START Stored rows

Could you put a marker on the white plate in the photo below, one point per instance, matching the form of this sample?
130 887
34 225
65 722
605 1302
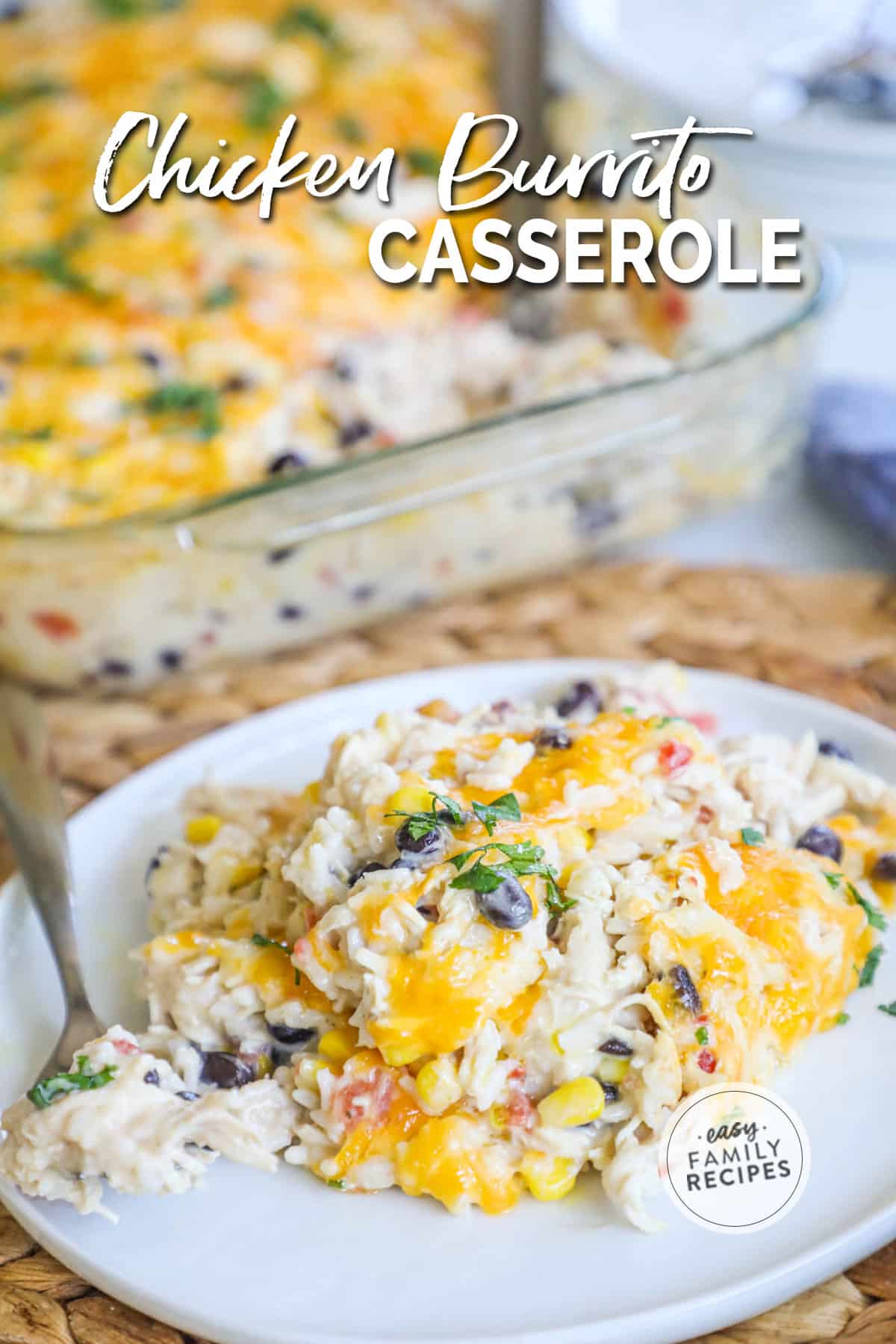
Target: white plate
282 1260
715 58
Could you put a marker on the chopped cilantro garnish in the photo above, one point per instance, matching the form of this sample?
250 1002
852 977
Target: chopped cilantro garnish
558 903
500 809
54 264
519 860
187 399
875 917
81 1080
220 297
261 941
869 969
27 436
349 128
262 100
134 8
425 161
445 812
19 96
307 18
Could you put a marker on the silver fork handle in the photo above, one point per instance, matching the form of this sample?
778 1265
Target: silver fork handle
31 806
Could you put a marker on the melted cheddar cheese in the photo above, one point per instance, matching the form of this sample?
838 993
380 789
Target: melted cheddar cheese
449 1162
554 786
440 995
786 965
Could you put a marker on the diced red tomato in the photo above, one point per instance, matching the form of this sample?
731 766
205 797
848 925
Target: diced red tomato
125 1048
364 1100
520 1112
55 624
675 757
707 1061
675 307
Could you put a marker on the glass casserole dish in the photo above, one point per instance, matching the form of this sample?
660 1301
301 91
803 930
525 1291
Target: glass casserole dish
125 603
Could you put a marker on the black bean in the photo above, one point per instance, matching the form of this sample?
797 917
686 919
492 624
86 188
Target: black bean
685 989
884 867
615 1048
155 862
343 369
237 383
582 695
292 1035
835 749
354 432
594 517
116 667
287 461
822 840
508 906
426 846
226 1070
553 739
361 873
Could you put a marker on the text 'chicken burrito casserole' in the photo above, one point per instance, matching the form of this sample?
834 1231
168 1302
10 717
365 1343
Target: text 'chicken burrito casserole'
484 953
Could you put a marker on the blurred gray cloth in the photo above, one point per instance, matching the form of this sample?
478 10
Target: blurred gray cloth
850 456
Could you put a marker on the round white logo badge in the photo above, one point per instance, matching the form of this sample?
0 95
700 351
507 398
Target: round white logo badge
735 1157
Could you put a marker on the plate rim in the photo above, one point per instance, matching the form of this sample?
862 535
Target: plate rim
707 1310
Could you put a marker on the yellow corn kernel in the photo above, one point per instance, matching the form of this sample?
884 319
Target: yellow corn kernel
410 797
574 838
613 1068
243 874
337 1046
307 1070
437 1085
401 1053
573 1104
548 1177
440 710
203 830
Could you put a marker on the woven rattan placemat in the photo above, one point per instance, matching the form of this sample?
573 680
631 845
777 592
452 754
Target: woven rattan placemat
830 635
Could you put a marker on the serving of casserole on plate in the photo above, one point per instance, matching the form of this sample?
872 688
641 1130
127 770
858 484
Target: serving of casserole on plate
480 957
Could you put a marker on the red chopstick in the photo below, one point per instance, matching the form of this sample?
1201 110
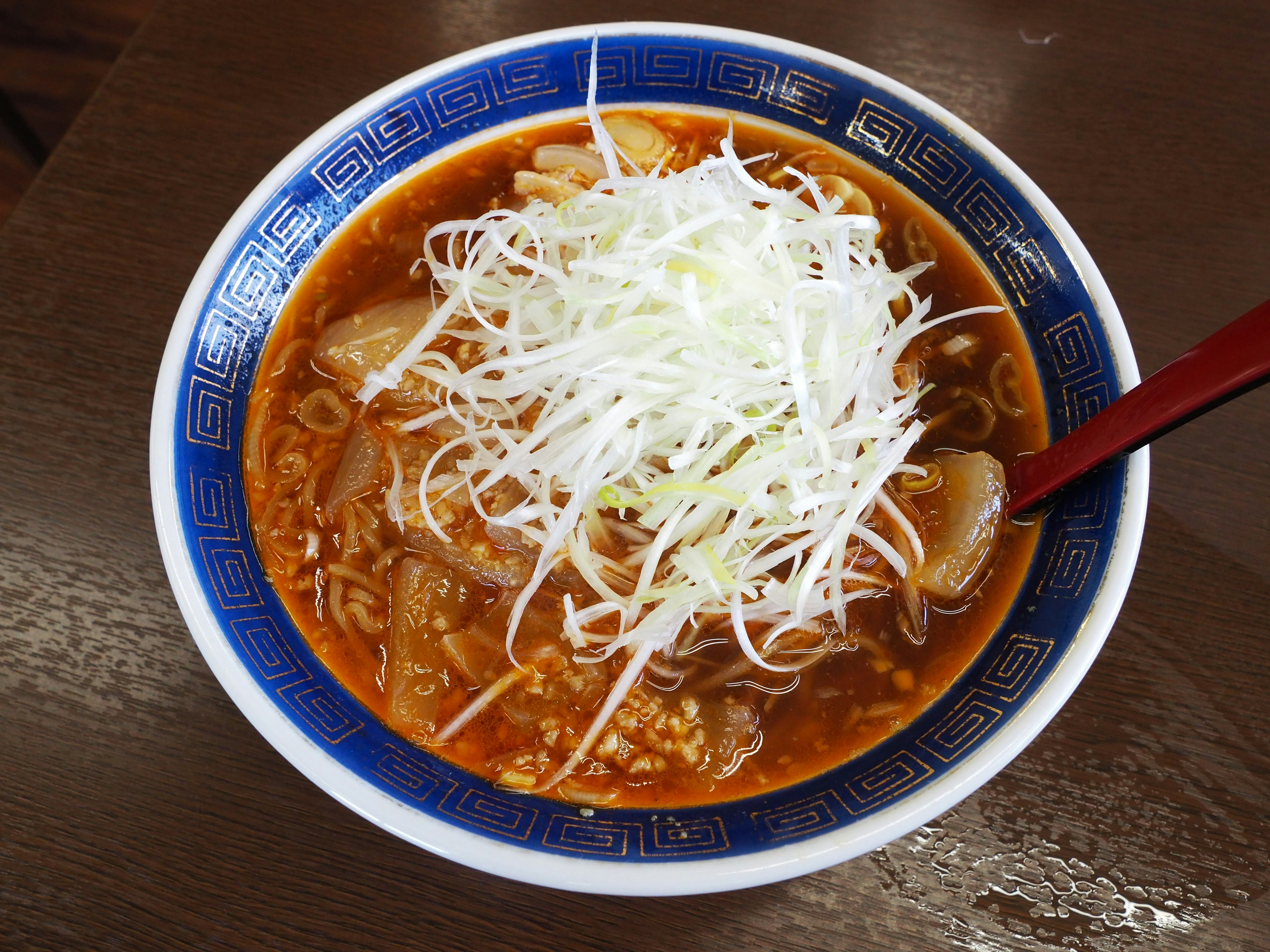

END Stored rows

(Description of the task): Retype all of the data above verbatim, line for line, and omit the pictures.

(Answer to this exercise):
Could you put a marker on the white plate in the photo below, one point per instance, matching the form of this sample?
130 887
34 225
65 722
605 1302
Target: white plate
282 1260
715 58
Could you put a marker on the chopped cilantro garnish in the photo above, one point per instance, matching the form of this sample?
250 1002
852 977
Target: chopped cilantro garnish
558 903
500 809
54 264
519 860
187 399
875 917
81 1080
220 297
261 941
869 969
27 436
349 128
262 100
134 8
425 161
445 812
19 96
307 18
Could you put a marker on the silver fork handle in the photo above, one point per instance, matching the form of this sample?
778 1265
Target: silver fork handle
31 806
Could you put a marker on the melted cheddar cheese in the photo above, one point per instance, matching the form of this sample?
838 993
380 789
Target: melted cheddar cheese
449 1162
554 786
440 995
786 965
Could you put a marker on the diced red tomato in the photo above, one point per instance, matching the form of this sample?
731 766
205 797
848 925
Target: diced red tomato
125 1048
364 1100
520 1112
55 624
675 757
707 1061
675 307
Could you put a marker on the glass casserole dish in the photo above, one point per instance, matching the form of this sample?
660 1301
301 91
803 930
525 1291
Target: glass casserole dish
125 603
Could you put a marker on the black bean in the photo above, one point per instance, matching the form of this sample?
797 917
686 919
492 624
86 188
Target: black bean
685 989
884 867
615 1048
155 862
343 369
237 383
582 695
292 1035
835 749
354 432
594 517
116 667
287 461
822 840
508 906
426 846
226 1070
553 739
361 873
Could you put a marker on the text 'chicken burrito casserole' in the photo above, one point per instance, matching the form of this sample?
834 1231
168 1302
10 717
365 1343
Target: text 'chicken burrito casserole'
484 953
Could you put a marker on the blurred gray cloth in the photo above, one point per instance, matching the form of this sample?
478 10
Target: blurred gray cloth
850 456
Could you put a marker on the round white logo badge in the photo above, one point per instance, matching the form of this sample?
0 95
700 351
507 398
Target: round white logo badge
735 1157
Could you put a marker on the plate rim in the photo above, one point per instance, matching the form of this sample?
862 535
Target: plate rim
707 1310
Could you put a marker on the yellow corn kernel in the photo above, one point per instance, matching the form of this sample?
884 319
Target: yellow corn kernel
410 797
574 838
613 1068
243 874
337 1046
307 1070
437 1085
401 1053
573 1104
548 1177
440 710
203 830
Could you put a marker on the woven rattan placemat in the photo above, one point per instance, matching the form of this sample?
573 680
631 845
777 592
452 754
Target: woven rattan placemat
830 635
Could you put a marker on the serving of casserole on plate in the photo above, one point per instance, matching the form of this sample?
872 688
641 1130
127 770
858 484
Target: serving of casserole on plate
480 957
Could you put a marker on the red chopstick in the photo below, one point per instance, matching the form of this sample?
1201 110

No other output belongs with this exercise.